## PROBLEM DETAILS
From the ingredient list of the recipe below, list every ingredient whose amount is given in cups, with its quantity.

## TEXT PASSAGE
Yield: 8 servings (serving size: 1 slice)

Ingredients

  • 1  tablespoon  extra-virgin olive oil, divided
  • 2  cups  thinly vertically sliced onion
  • 2  cups  (2-inch) slices asparagus (about 1/2 pound)
  • 1  tablespoon  thinly sliced ready-to-use sun-dried tomatoes
  • 1/8  teaspoon  salt
  • 1  (8-ounce) portion fresh pizza dough
  • 3/4  cup  (3 ounces) shredded fontina cheese
  • 1 1/2  teaspoons  fresh oregano leaves
  • 1/4  teaspoon  freshly ground black pepper

Preparation

1. Prepare grill to medium-high heat.

2. Heat 2 teaspoons oil in a large nonstick skillet over medium-high heat. Add onion to pan; sauté 5 minutes. Reduce heat to medium-low; cook 5 minutes or until browned. Add asparagus to pan; cook 5 minutes or until asparagus is crisp-tender. Stir in tomatoes and salt.

3. Roll dough into a 12-inch circle on a lightly floured surface; brush each side of dough with 1/2 teaspoon remaining oil.

## DATA EXTRACTS
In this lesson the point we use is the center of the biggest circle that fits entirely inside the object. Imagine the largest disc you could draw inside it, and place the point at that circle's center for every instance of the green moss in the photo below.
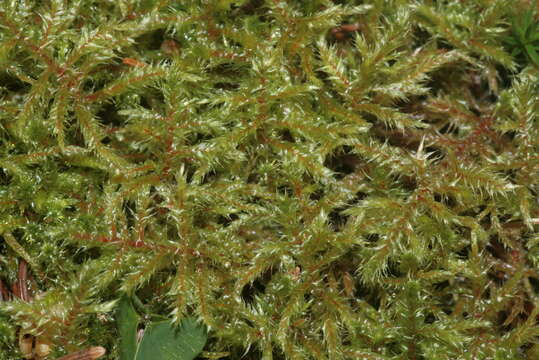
(310, 179)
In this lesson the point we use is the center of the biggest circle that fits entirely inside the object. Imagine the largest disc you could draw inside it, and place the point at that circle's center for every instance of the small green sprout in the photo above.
(524, 39)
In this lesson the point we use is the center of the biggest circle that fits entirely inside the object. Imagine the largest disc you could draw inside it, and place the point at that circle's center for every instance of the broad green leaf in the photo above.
(128, 320)
(164, 341)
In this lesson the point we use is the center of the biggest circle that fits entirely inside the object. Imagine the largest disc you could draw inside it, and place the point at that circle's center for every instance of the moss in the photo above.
(311, 179)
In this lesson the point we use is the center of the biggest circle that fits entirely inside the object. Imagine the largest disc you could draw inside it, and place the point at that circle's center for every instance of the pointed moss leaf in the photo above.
(534, 56)
(164, 341)
(128, 320)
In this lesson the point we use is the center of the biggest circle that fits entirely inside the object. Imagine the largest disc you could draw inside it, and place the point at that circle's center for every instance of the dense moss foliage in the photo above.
(315, 179)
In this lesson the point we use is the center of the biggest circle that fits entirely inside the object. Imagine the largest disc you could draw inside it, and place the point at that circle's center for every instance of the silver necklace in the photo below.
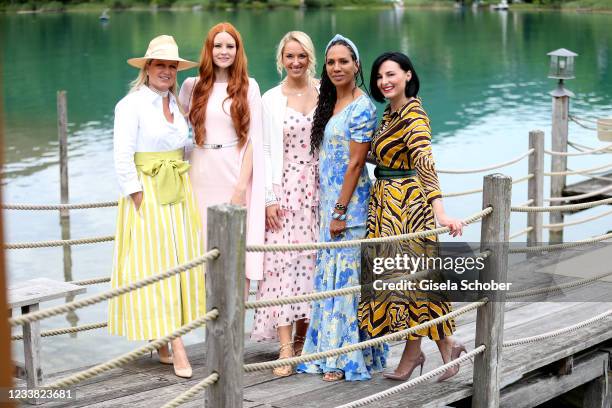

## SOLUTION TO THIS PROBLEM
- 2 cups thinly vertically sliced onion
- 2 cups (2-inch) slices asparagus (about 1/2 pound)
- 3/4 cup (3 ounces) shredded fontina cheese